_Provided entries_.
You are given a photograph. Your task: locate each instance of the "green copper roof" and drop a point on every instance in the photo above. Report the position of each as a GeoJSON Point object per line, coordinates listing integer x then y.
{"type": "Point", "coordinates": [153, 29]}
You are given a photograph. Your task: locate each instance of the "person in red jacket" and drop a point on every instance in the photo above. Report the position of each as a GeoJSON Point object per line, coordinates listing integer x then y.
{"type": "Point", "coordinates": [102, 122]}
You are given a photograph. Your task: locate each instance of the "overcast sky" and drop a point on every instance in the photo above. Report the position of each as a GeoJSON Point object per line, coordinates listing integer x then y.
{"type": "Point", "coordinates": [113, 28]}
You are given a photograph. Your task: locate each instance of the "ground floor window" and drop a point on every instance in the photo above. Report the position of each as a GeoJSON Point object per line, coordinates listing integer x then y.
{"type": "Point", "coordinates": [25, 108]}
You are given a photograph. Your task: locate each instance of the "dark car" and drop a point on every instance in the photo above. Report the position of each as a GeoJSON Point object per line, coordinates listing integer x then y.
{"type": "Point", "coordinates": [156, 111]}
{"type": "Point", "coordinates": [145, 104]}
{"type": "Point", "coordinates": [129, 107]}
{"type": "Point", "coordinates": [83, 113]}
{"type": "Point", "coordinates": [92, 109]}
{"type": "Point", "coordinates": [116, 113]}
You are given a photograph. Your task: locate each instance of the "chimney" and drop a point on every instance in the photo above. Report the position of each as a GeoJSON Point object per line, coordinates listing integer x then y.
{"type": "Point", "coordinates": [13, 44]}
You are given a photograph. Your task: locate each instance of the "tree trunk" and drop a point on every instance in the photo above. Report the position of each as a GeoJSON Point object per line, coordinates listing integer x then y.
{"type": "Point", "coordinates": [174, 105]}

_Short exercise_.
Your task is to transcribe the material exactly.

_Written reply_.
You are given a photograph. Your task: locate each instance of the "green copper roof" and drop a point on every instance in the photo above. Report the position of each as a GeoJSON Point object per line, coordinates listing integer x then y.
{"type": "Point", "coordinates": [153, 29]}
You are given a photograph. Your task: locate each instance of the "person in red jacket" and drop a point on every instance in the photo above. Report the position of each as a GeoJSON Point object per line, coordinates listing integer x then y.
{"type": "Point", "coordinates": [102, 122]}
You are given a photograph. Your task: locate each instance of the "overcast sky" and drop a point on every instance in the photo above. Report the position of each as a GeoJSON Point object per line, coordinates listing integer x then y.
{"type": "Point", "coordinates": [113, 28]}
You are given a photograph. Your task: locate each instance of the "ground floor window" and drop a point on every instance in the photo above. Report the position of each as a GeoJSON Point object per line, coordinates listing integer x then y.
{"type": "Point", "coordinates": [25, 108]}
You are given a photograph. Your task: locate each instance of the "dark car" and drop a point on every instance in the photo above. Report the position of each as a GeoJSON Point object per line, coordinates listing integer x then y.
{"type": "Point", "coordinates": [156, 111]}
{"type": "Point", "coordinates": [145, 104]}
{"type": "Point", "coordinates": [129, 107]}
{"type": "Point", "coordinates": [83, 113]}
{"type": "Point", "coordinates": [92, 109]}
{"type": "Point", "coordinates": [116, 113]}
You are given a photograph. Your task: locate each instance of the "chimney" and drop a point on every instance in the photo above. Report the position of each as a GeoJSON Point object per line, coordinates listing integer x then y.
{"type": "Point", "coordinates": [13, 44]}
You are given a photograph. Your task: locate each instance of the "tree trunk" and drop a point on every instance in the photo above. Report the position of each as a GeoJSON Point object per line, coordinates listing integer x then y.
{"type": "Point", "coordinates": [174, 105]}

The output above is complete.